LIST OF TASKS ▸
[a] Answer these questions using the travel post about Carnival in Peru and Bolivia:
(i) How much does Bolivia charge Americans as an entrance fee?
(ii) At what time did the night bus from Cusco arrive?
(iii) On the shores of which lake is Puno located?
[b] Output the stretch of the travel post about Carnival from "We take the" through "people are dedicated.", copied word for word.

EXCERPT PROVIDED ▸
[Start of section]
Floating Reed Islands & Virgin of Candelaria

Carnival in Latin America is a not-to-be-missed experience. Last year I was in Barranquilla, Colombia – what they said is the second-largest Carnival celebration in the world (after Rio’s) and much less expensive and commercial. I had a fantastic time, and was naturally wondering where to go this year. Lo and behold, people around here say that the second-largest Carnival in the world after Rio’s is in Oruro, Bolivia. So my plan was to go down there for a week, cross back into Peru to meet mom in Arequipa in late February, then return to Bolivia in early March to continue my trip.

Just a few problems with this scenario. One, Bolivia charges Americans a $135 entrance fee (visa), which I wasn’t excited about paying twice. Two, I hate crossing borders. Gee, maybe it’s my bad history of having things stolen or being personally violated, but border crossings just creep me out. So I’d prefer to minimize the amount of them I have to do. Three, the more I read about Carnival in Oruro, the more it sounds like a real pain in the ass. Fun, to be sure – tons of dancing, parades, celebrating, live music – but also all the negatives that come with an overly-hyped event in a small town: prices skyrocket, hotels book out, thieves multiply. Sandra helped me by calling a number of hotels and what few had rooms left were outrageously priced. One poster on the message boards seriously told me that cardboard boxes on the street were selling for $5/night.

Then I found out that Puno, a town in southern Peru on the shores of Lake Titicaca, has a similar celebration a week before. It’s nearly identical – the same dances, same music, similar parades – but on a smaller scale.. less crazy, less expensive, and less hassle. And I wouldn’t need to leave the country. Done and done. The best part was that Sandra was able to take a long weekend and join me for the excursion! Fantastic.. events like that are so much more fun with a partner in crime.

We take the night bus from Cusco and arrive an hour early (!) at 4am. Wake up the hotel to let us in, settle into our room for a bit of sleep, and get woken up an hour later to marching bands tromping down the street. Uh-oh.. are we going to get any sleep this weekend?? Still, their passion is infectious. What possesses people to carry large heavy tubas down cold dark streets at all hours of the night blowing their lungs out? For three to eight days on end. 10 – 16 hours a day. How do their lips not fall off? Are they deaf by the end of the week? These people are dedicated.

And that’s just the musicians. The dancers are wearing hot, uncomfortable costumes – many in high heels or platform shoes, others in 2-foot thick layers of foam rubber and fake hair, sweating under the hot sun.. dancing for miles along different parade routes every day, from pre-dawn until well into the night. Day after day after day. They all deserve medals.
[End of section]
AVAILABLE DATA ▸
[Start of section]
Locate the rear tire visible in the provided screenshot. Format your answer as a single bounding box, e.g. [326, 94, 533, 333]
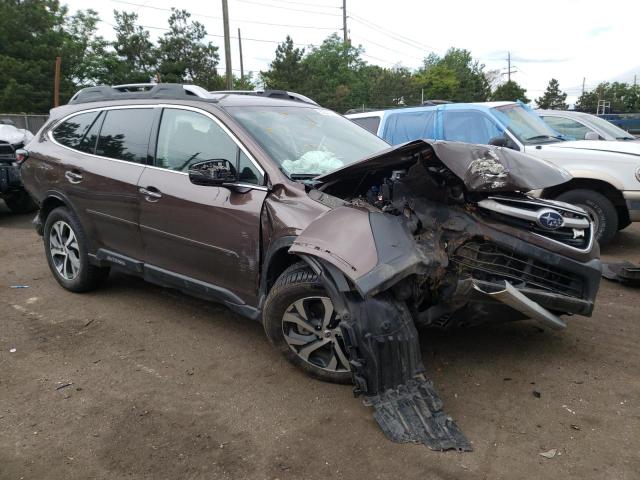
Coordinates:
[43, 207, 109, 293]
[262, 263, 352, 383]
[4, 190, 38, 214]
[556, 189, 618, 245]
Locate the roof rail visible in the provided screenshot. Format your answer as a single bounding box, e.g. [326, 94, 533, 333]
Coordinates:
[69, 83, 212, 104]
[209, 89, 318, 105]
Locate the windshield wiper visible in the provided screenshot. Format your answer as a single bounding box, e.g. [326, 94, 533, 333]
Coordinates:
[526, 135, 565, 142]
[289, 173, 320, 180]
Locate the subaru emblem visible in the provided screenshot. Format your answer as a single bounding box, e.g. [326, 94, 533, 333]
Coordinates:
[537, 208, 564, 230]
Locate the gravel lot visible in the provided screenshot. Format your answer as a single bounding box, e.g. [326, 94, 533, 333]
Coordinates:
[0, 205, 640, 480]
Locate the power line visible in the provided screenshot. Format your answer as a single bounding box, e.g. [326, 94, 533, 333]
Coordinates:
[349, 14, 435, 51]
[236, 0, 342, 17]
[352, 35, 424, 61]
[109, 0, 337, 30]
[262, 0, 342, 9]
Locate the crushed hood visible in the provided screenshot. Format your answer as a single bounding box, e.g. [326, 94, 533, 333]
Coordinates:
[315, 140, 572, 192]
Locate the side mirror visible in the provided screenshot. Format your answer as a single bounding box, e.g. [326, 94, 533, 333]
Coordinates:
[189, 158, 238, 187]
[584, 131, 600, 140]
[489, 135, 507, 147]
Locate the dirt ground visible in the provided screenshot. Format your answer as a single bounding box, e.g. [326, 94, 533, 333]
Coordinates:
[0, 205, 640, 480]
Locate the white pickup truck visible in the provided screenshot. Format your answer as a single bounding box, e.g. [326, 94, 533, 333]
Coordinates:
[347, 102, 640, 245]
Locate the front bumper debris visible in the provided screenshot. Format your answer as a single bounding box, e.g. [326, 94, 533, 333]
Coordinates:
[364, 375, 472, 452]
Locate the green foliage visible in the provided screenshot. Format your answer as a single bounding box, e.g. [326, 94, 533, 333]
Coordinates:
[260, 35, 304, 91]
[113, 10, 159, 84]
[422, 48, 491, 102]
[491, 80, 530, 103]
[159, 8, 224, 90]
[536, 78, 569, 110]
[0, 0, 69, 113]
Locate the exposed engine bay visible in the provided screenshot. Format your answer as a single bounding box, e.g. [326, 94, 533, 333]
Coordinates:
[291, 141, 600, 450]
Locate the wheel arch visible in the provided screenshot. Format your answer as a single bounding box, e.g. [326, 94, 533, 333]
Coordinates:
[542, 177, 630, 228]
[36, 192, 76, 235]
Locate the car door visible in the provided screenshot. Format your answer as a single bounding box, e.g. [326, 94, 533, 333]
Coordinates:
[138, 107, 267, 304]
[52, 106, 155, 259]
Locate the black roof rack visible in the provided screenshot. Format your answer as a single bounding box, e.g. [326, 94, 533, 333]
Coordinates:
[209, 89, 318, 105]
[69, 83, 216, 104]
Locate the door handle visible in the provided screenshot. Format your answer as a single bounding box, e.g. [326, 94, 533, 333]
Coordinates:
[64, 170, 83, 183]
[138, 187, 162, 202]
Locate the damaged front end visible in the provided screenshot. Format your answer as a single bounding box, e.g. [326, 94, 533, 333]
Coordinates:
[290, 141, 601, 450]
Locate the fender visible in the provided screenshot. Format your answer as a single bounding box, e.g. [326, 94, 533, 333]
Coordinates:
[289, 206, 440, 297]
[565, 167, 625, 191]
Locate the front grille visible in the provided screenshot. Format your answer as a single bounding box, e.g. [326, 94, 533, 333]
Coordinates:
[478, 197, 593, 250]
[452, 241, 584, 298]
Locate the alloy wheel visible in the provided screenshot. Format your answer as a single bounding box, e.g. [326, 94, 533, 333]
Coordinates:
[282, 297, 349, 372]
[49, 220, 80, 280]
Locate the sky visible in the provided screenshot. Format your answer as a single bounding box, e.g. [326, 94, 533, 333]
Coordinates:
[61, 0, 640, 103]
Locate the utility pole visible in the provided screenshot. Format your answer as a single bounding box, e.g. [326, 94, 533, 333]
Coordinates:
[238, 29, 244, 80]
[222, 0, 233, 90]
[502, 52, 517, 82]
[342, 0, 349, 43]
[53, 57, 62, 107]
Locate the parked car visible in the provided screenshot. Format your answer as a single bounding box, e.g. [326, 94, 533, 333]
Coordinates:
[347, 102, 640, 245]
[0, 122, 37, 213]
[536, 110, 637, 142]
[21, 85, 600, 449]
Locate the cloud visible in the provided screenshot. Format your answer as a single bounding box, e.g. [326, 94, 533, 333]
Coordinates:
[End of section]
TASK-BY-TASK OUTPUTS ▸
[a]
(i) $135
(ii) 4am
(iii) Lake Titicaca

[b]
We take the night bus from Cusco and arrive an hour early (!) at 4am. Wake up the hotel to let us in, settle into our room for a bit of sleep, and get woken up an hour later to marching bands tromping down the street. Uh-oh.. are we going to get any sleep this weekend?? Still, their passion is infectious. What possesses people to carry large heavy tubas down cold dark streets at all hours of the night blowing their lungs out? For three to eight days on end. 10 – 16 hours a day. How do their lips not fall off? Are they deaf by the end of the week? These people are dedicated.